Exercise:
Convert every line of the entries below into a JSON list of strings, one string per line, omitting blank lines.
##########
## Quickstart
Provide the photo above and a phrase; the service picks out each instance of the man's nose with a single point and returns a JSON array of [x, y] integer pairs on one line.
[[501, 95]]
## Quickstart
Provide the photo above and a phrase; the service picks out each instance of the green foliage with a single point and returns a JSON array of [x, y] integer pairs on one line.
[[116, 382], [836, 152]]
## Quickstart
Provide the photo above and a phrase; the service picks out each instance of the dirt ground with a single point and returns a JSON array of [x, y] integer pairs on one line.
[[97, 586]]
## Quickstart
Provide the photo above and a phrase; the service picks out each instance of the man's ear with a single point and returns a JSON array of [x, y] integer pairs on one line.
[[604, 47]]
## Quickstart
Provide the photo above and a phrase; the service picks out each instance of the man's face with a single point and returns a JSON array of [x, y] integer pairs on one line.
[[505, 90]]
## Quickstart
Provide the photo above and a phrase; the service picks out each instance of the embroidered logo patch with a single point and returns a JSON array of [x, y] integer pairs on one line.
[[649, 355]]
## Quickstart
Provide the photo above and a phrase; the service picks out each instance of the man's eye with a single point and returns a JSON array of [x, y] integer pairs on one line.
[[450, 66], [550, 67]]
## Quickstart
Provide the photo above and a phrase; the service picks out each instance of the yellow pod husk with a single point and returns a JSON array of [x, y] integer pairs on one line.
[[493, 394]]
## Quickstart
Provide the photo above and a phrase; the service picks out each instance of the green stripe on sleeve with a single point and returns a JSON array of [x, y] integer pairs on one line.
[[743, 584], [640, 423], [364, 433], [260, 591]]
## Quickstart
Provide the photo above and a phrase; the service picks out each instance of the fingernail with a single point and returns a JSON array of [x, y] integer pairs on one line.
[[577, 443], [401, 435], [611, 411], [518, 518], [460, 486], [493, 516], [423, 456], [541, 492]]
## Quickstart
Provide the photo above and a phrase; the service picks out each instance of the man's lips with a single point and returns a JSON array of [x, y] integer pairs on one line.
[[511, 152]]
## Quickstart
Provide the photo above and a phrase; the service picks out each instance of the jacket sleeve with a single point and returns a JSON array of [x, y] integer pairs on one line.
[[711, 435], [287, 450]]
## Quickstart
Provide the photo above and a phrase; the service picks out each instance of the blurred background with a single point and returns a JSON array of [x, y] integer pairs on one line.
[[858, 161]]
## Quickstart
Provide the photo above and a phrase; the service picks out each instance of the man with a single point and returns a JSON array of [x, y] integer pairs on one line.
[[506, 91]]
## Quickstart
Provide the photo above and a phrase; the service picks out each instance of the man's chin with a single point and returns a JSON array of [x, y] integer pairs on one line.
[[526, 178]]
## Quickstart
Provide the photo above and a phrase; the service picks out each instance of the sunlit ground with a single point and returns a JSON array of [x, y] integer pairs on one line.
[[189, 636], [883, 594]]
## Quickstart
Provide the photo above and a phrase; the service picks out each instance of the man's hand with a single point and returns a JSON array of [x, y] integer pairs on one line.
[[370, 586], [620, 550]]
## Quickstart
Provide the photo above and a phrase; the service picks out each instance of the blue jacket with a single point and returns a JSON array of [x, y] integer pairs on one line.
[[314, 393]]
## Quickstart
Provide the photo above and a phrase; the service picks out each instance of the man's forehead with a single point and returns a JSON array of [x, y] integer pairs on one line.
##########
Answer to this task:
[
  "## Quickstart",
  "Provide the photo above and a phrase; the service picks out each instance of the man's nose with a single point and returns a JSON array of [x, y] integer pairs on one line.",
  "[[501, 95]]",
  "## Quickstart",
  "Provide the photo above and a phrase; the service picks out each instance of the green foliage with a single point and returns a JSON array of [x, y] integer pairs on one line.",
  "[[116, 382], [836, 152]]",
  "## Quickstart",
  "Provide the photo above and a phrase; the service picks out each instance of the dirt ground with a single point and returns a JSON array of [x, y] integer pairs on one line.",
  "[[97, 586]]",
  "## Quickstart",
  "Provide the photo above and a phrase; the service picks out each instance of the man's ear with a single point and returns a JSON array of [x, y] integer pairs on one line.",
  "[[604, 47]]",
  "## Quickstart",
  "Provide the photo above and a phrase; the service picks out each instance of the man's face with a single point and returns a JSON array of [x, y] integer pairs on one line.",
  "[[505, 90]]",
  "## Quickstart",
  "Provide the photo above and a phrase; the service picks out each instance of the embroidered logo patch with a single point and returns a JSON array of [x, y] integer pairs on one line.",
  "[[649, 355]]",
  "## Quickstart",
  "Provide the photo above and a phrase; the service picks out each instance of the man's eye with a single point and returns a JSON array of [x, y] integer pairs on one line.",
  "[[450, 66], [550, 67]]",
  "## Quickstart",
  "Provide the photo above and a phrase; the service picks out each instance of the yellow pod husk with a single point and returns a JSON array of [x, y] integer pairs on one line.",
  "[[493, 394]]",
  "## Quickstart",
  "Provide the photo above and a phrase; the service picks out each instance of the green stripe on sleeve with a single point and returns a JSON array of [x, y] integer pairs on one line.",
  "[[743, 584], [640, 423], [364, 433], [260, 591]]",
  "## Quickstart",
  "Provide the photo above and a phrase; the service picks out each instance of the fingernail with a single point and returns a JSON array of [x, y] integer pairs on one line.",
  "[[577, 443], [401, 435], [611, 411], [518, 518], [460, 486], [493, 516], [423, 456], [541, 492]]",
  "## Quickstart",
  "Provide the photo above and a phrase; the service picks out each instance of the man's lips with a single point and returns a JSON array of [x, y] integer pairs on one line.",
  "[[511, 152]]",
  "## Quickstart",
  "Provide the photo above and a phrase; the service picks out each instance of the jacket sleeve with a single point and returns a JSON array of [x, y] integer pairs on one line.",
  "[[711, 435], [287, 450]]",
  "## Quickstart",
  "Provide the photo above and a phrase; the service picks out each instance of the blurred background with a single point and returns a JSON array of [x, y] integer pairs on one line.",
  "[[858, 161]]",
  "## Quickstart",
  "Provide the photo above and a phrase; the service picks out each instance of the man with a single point and returns a JSON array of [x, y] integer pairs on one line.",
  "[[506, 91]]",
  "## Quickstart",
  "Provide the photo above and a phrase; the service picks out each instance of the man's chin with a single point and returns a JSON array of [x, y] integer pairs on one line.",
  "[[526, 178]]",
  "## Quickstart",
  "Provide the photo above and a phrase; the service picks out each instance of the sunlit ground with a single point and returns a JSON array of [x, y] integer pairs on one line.",
  "[[189, 636], [883, 594]]",
  "## Quickstart",
  "Provide the photo above and a phrase; the service picks out each instance of the man's hand with a single point and returns a JSON array of [x, y] integer pairs on one line.",
  "[[370, 586], [620, 550]]",
  "## Quickstart",
  "Provide the photo above and a phrase; the service picks out each instance of the blue jacket with a single point and returns a JSON array of [x, y] integer pairs on one line.",
  "[[314, 393]]",
  "## Quickstart",
  "Provide the photo above and a phrase; the service picks out each instance of the man's forehead with a single point and returns a JSON array of [x, y] integer pairs on one line."
]